------ EXTRACTED RECORDS

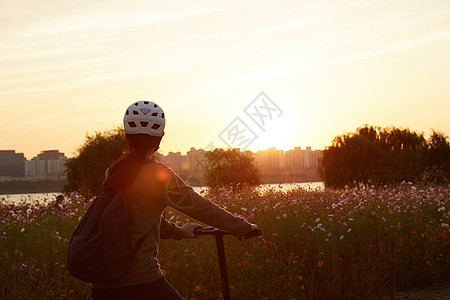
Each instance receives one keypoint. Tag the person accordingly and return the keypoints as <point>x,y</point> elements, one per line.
<point>151,186</point>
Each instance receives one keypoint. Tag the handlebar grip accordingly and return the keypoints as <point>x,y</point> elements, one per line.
<point>204,230</point>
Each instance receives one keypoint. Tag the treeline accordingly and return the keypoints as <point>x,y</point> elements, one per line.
<point>25,187</point>
<point>379,156</point>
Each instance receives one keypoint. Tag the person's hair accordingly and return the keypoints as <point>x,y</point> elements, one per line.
<point>123,171</point>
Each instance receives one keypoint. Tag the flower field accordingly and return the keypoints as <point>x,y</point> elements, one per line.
<point>323,244</point>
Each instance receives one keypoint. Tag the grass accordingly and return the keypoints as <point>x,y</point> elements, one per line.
<point>331,244</point>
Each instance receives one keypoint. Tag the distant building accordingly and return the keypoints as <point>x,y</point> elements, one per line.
<point>270,160</point>
<point>50,164</point>
<point>12,164</point>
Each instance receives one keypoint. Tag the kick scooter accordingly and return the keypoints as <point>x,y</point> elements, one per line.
<point>218,234</point>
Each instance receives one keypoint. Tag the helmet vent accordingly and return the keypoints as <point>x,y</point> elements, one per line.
<point>145,111</point>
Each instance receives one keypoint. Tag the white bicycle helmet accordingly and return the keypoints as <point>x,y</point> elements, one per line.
<point>144,117</point>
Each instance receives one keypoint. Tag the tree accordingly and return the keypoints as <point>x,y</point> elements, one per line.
<point>231,168</point>
<point>86,172</point>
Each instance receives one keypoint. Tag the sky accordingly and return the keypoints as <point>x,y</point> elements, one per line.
<point>248,74</point>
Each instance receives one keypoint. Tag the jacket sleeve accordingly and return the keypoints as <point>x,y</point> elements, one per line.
<point>168,230</point>
<point>183,198</point>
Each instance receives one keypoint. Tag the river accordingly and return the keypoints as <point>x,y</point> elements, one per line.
<point>44,198</point>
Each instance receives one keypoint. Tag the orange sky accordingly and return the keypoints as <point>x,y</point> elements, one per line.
<point>68,68</point>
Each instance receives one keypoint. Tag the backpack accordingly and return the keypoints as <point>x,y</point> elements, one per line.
<point>99,249</point>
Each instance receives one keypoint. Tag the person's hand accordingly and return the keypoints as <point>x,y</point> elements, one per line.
<point>243,236</point>
<point>188,230</point>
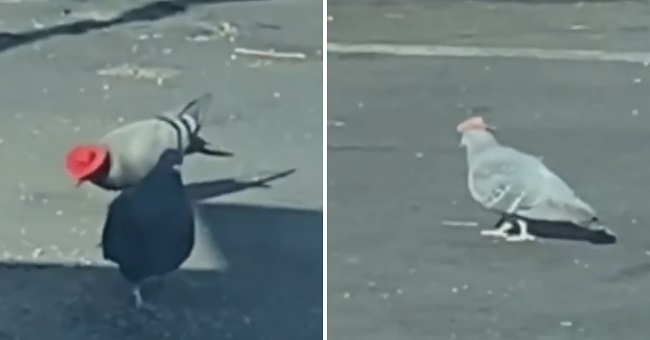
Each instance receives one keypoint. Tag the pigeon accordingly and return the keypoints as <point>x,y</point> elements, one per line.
<point>518,186</point>
<point>149,228</point>
<point>125,155</point>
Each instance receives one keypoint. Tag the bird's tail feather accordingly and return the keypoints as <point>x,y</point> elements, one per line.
<point>197,108</point>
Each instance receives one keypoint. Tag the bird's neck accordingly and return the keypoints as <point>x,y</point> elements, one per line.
<point>478,142</point>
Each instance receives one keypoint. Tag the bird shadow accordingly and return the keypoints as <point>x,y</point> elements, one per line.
<point>275,265</point>
<point>210,189</point>
<point>147,12</point>
<point>569,232</point>
<point>272,289</point>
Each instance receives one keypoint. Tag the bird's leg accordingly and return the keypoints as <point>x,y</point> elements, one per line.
<point>502,228</point>
<point>140,304</point>
<point>523,235</point>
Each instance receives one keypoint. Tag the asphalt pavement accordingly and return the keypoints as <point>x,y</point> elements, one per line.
<point>398,267</point>
<point>72,71</point>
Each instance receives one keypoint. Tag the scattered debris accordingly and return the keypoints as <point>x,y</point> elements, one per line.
<point>335,123</point>
<point>90,15</point>
<point>460,224</point>
<point>270,53</point>
<point>133,71</point>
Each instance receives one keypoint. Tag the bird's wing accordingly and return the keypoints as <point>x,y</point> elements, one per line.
<point>507,181</point>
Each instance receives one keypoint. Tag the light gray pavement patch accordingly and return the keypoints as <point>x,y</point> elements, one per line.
<point>395,173</point>
<point>600,25</point>
<point>268,112</point>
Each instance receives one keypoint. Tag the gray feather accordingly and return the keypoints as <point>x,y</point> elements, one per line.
<point>509,181</point>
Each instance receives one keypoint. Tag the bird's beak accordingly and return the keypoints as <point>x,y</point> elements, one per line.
<point>212,150</point>
<point>200,145</point>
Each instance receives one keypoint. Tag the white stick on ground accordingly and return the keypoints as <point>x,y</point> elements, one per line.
<point>270,53</point>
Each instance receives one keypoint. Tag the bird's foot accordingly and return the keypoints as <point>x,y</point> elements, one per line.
<point>140,304</point>
<point>520,238</point>
<point>523,236</point>
<point>501,231</point>
<point>494,233</point>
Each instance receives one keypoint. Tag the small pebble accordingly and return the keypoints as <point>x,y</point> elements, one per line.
<point>38,252</point>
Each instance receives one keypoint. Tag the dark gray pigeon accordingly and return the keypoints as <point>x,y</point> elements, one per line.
<point>149,228</point>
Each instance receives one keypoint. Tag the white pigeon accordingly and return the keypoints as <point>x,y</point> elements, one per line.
<point>125,155</point>
<point>518,186</point>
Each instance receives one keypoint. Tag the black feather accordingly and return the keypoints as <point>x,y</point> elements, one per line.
<point>149,229</point>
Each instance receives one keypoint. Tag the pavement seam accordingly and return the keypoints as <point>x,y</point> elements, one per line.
<point>405,50</point>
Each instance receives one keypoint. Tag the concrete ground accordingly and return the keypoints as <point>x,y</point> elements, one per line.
<point>72,71</point>
<point>397,268</point>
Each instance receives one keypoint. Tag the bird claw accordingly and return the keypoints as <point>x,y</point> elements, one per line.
<point>520,238</point>
<point>494,233</point>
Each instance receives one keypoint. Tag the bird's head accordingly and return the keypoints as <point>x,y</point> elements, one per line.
<point>86,162</point>
<point>170,159</point>
<point>474,130</point>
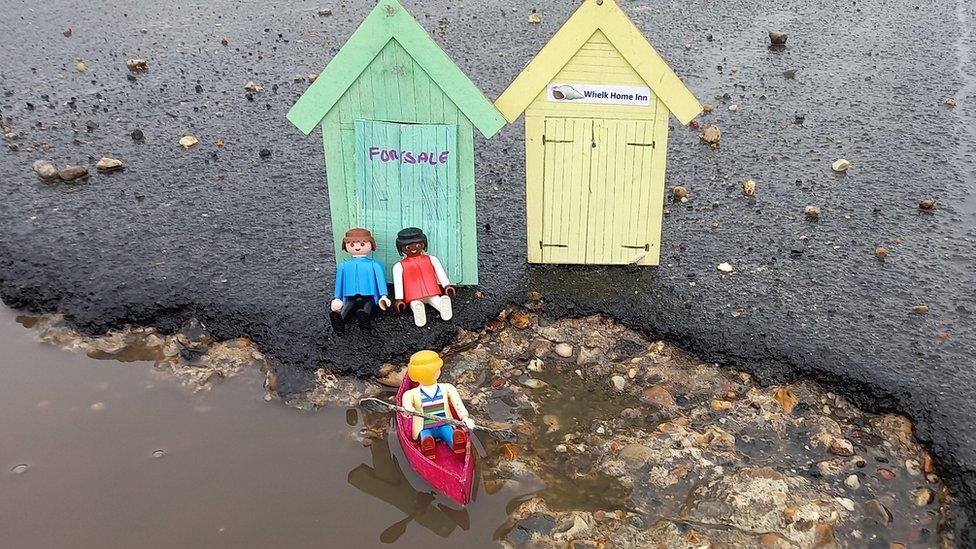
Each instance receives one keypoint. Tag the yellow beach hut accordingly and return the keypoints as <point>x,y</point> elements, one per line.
<point>596,100</point>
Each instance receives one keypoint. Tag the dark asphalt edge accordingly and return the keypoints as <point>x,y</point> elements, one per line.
<point>767,365</point>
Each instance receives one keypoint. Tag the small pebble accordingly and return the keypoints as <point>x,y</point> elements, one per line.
<point>618,382</point>
<point>841,447</point>
<point>564,350</point>
<point>846,503</point>
<point>106,164</point>
<point>533,383</point>
<point>71,173</point>
<point>922,496</point>
<point>876,510</point>
<point>711,134</point>
<point>45,169</point>
<point>749,187</point>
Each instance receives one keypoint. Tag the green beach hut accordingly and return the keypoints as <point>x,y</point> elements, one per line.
<point>398,119</point>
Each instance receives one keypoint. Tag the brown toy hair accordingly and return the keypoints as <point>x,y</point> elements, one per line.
<point>358,235</point>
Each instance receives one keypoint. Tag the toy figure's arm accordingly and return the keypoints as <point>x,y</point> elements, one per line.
<point>381,285</point>
<point>338,288</point>
<point>454,398</point>
<point>398,287</point>
<point>441,275</point>
<point>409,403</point>
<point>337,300</point>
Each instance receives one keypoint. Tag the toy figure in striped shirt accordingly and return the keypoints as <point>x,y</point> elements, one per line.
<point>438,399</point>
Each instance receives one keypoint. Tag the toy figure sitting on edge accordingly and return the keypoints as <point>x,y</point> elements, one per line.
<point>418,278</point>
<point>360,283</point>
<point>439,399</point>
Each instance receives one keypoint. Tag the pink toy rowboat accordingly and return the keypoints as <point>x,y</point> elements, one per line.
<point>449,474</point>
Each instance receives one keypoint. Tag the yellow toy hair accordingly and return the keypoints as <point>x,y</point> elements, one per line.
<point>424,367</point>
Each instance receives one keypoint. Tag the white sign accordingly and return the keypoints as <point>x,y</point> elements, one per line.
<point>605,94</point>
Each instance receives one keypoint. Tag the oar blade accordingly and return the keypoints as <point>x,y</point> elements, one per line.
<point>374,405</point>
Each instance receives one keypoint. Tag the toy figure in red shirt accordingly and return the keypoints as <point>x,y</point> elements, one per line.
<point>419,279</point>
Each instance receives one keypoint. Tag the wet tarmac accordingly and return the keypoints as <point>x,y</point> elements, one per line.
<point>241,241</point>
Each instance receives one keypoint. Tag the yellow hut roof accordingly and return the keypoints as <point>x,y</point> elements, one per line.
<point>593,16</point>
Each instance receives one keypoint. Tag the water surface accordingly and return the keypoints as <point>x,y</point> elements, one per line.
<point>101,453</point>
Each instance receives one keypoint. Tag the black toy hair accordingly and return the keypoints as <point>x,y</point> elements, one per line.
<point>410,235</point>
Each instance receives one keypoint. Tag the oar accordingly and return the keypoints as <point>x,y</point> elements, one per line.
<point>377,405</point>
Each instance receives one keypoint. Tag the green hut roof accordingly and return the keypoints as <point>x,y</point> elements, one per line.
<point>390,21</point>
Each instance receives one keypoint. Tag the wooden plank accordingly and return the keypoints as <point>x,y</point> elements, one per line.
<point>596,213</point>
<point>468,241</point>
<point>656,201</point>
<point>430,191</point>
<point>535,127</point>
<point>338,189</point>
<point>578,193</point>
<point>625,226</point>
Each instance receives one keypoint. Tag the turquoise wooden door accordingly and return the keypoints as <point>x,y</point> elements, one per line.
<point>407,176</point>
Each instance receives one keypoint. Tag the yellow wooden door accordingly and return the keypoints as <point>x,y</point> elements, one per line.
<point>597,192</point>
<point>567,143</point>
<point>620,191</point>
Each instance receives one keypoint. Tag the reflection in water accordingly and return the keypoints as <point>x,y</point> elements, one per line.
<point>385,480</point>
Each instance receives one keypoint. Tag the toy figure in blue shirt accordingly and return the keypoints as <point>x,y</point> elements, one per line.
<point>360,283</point>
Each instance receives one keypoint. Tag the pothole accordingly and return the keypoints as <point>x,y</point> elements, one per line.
<point>639,443</point>
<point>625,441</point>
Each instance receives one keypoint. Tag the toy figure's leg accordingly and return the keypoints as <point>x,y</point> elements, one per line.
<point>460,442</point>
<point>339,319</point>
<point>428,446</point>
<point>338,325</point>
<point>445,433</point>
<point>419,312</point>
<point>364,317</point>
<point>443,305</point>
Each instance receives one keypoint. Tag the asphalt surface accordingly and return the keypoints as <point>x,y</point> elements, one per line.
<point>242,242</point>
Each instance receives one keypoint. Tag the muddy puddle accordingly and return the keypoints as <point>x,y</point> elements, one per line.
<point>180,440</point>
<point>100,453</point>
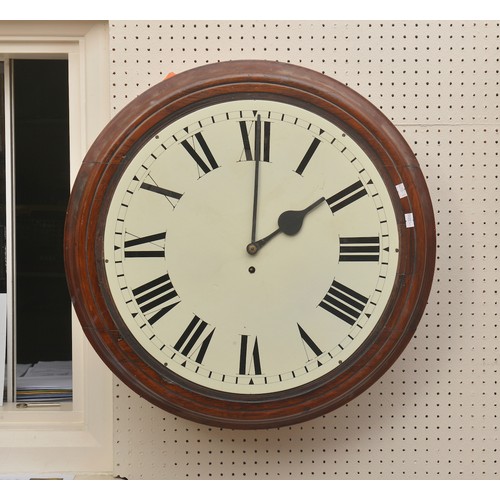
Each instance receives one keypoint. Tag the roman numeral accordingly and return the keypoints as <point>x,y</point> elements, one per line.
<point>195,340</point>
<point>150,249</point>
<point>309,344</point>
<point>360,249</point>
<point>344,303</point>
<point>265,131</point>
<point>208,163</point>
<point>346,196</point>
<point>307,157</point>
<point>249,357</point>
<point>156,297</point>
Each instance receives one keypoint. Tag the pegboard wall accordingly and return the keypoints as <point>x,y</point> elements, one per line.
<point>435,413</point>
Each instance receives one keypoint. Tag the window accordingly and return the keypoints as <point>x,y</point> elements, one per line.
<point>74,436</point>
<point>40,178</point>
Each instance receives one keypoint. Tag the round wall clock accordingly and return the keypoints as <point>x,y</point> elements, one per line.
<point>249,244</point>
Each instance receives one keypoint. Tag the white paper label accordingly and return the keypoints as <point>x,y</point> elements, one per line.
<point>409,220</point>
<point>401,190</point>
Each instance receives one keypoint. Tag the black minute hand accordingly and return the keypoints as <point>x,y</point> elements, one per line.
<point>256,178</point>
<point>289,222</point>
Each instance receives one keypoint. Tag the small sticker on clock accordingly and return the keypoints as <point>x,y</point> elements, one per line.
<point>401,190</point>
<point>409,220</point>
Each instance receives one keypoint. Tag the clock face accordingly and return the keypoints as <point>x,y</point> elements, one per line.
<point>197,299</point>
<point>249,244</point>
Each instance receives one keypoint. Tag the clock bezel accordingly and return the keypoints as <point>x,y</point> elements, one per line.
<point>162,104</point>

------------

*TASK TO CARRY OUT:* In the material above, find the line with "Each instance receives one keypoint. Tag the round"; then retype it and every line after it through the last, exactly as written.

*RESULT:*
Each instance receives one keypoint. Tag the round wall clock accordingly and return the keypoints as <point>x,y</point> elements, one per line.
<point>249,244</point>
Each instance receives one keypoint. Tag the white paper label accordingly and return the keypoints as <point>x,y</point> elements, one per line.
<point>409,220</point>
<point>401,190</point>
Each instance receives one keypoint. Tag the black minute hand accordingly and return the keypoints as <point>x,y</point> elements, one per line.
<point>256,178</point>
<point>289,222</point>
Each instance receives one keypoint. Tag the small sticker on clock accordingly and return the keypoints as <point>x,y</point> elements, one per line.
<point>401,190</point>
<point>409,220</point>
Each instance receives one keypoint. Tag the clock face accordingly and return the keypoints as <point>x,y</point> elements, one per line.
<point>197,299</point>
<point>249,244</point>
Each instance receives one keypoint. Tag the clock bezel accordingly and return the keypoints as <point>x,y</point> elements, one per line.
<point>162,104</point>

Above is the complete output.